Text section:
━━━━━━━━━━━━━━━━━━━━━━━━━━━━━━

Well, to be honest, I see a far higher chance for him to win the tour, but first let’s look at the data. Having collected 10 years of Tour de France data, it is time to look at structural features of a whole tour. With a sample size of 10 (yes, still far away from big data …) we might want to look at the rank of the winner of a tour within the tour.
The graph shows the empirical probabilities (supported by a natural spline smoother of degree 5) for each stage that
- the current leader wins the tour
- the winner is in the top 3
- in the top 5, or
- in the top 10
From this model we can read off the graph, that the chance to win the tour is 50% if you are the leader after stage 14.
What really surprised me is the fact there is such a big gap between leader and top-3 and a far smaller between top-3 and top-5.
But everyone who knows the basic set-up of a tour knows that the race is decided in the mountains, i.e., the Alps and the Pyrenees, which usually come up between stage 11 - 14 and 16 – 19, depending on the route the Alps first or not. As there is often an individual time trial as the last “counting” stage (you might know of the “non-agression pact” in the last stage), this time trial might switch the leader for a last time if the gaps are non-bigger than say 3′-4′.

━━━━━━━━━━━━━━━━━━━━━━━━━━━━━━

Given data:
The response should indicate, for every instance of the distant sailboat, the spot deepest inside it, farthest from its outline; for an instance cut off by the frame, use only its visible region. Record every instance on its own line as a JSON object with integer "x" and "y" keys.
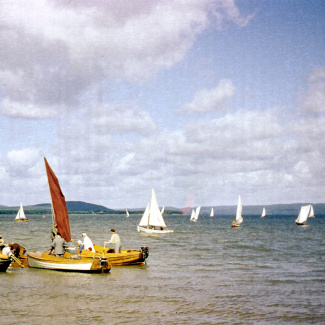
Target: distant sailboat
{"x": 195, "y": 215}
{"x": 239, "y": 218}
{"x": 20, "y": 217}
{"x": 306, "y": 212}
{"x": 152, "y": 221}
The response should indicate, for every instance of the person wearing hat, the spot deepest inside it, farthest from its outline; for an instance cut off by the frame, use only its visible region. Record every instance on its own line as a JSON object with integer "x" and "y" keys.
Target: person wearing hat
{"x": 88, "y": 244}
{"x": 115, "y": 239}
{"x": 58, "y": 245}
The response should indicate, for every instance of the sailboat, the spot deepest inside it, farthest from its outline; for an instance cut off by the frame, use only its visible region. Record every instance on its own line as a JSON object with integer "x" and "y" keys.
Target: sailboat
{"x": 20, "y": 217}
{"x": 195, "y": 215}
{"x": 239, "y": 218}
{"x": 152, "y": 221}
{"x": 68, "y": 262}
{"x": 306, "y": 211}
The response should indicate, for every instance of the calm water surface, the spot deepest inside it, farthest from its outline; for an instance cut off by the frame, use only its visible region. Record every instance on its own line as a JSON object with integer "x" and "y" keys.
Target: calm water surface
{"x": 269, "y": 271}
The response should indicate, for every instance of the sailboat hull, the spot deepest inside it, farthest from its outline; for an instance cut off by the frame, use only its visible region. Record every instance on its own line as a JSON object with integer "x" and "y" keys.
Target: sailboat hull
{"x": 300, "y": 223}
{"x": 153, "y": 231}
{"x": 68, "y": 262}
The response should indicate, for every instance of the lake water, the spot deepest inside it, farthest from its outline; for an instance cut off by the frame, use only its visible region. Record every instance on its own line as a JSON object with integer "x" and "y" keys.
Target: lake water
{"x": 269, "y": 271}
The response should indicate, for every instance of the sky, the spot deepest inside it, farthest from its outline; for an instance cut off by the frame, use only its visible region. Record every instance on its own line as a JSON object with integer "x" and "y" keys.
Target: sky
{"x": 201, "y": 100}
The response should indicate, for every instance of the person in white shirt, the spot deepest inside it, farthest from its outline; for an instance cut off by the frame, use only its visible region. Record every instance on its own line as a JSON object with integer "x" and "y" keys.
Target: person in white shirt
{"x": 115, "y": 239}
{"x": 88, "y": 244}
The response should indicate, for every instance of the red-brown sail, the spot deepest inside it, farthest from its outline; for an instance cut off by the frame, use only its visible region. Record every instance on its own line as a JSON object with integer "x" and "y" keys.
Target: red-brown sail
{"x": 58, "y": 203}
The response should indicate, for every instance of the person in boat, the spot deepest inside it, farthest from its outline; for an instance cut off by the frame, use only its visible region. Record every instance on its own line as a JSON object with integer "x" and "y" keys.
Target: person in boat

━━━━━━━━━━━━━━━━━━━━━━━━━━━━━━

Direction:
Reproduce the full Tour de France data analysis above, word for word and in its original order.

The response:
Well, to be honest, I see a far higher chance for him to win the tour, but first let’s look at the data. Having collected 10 years of Tour de France data, it is time to look at structural features of a whole tour. With a sample size of 10 (yes, still far away from big data …) we might want to look at the rank of the winner of a tour within the tour.
The graph shows the empirical probabilities (supported by a natural spline smoother of degree 5) for each stage that
- the current leader wins the tour
- the winner is in the top 3
- in the top 5, or
- in the top 10
From this model we can read off the graph, that the chance to win the tour is 50% if you are the leader after stage 14.
What really surprised me is the fact there is such a big gap between leader and top-3 and a far smaller between top-3 and top-5.
But everyone who knows the basic set-up of a tour knows that the race is decided in the mountains, i.e., the Alps and the Pyrenees, which usually come up between stage 11 - 14 and 16 – 19, depending on the route the Alps first or not. As there is often an individual time trial as the last “counting” stage (you might know of the “non-agression pact” in the last stage), this time trial might switch the leader for a last time if the gaps are non-bigger than say 3′-4′.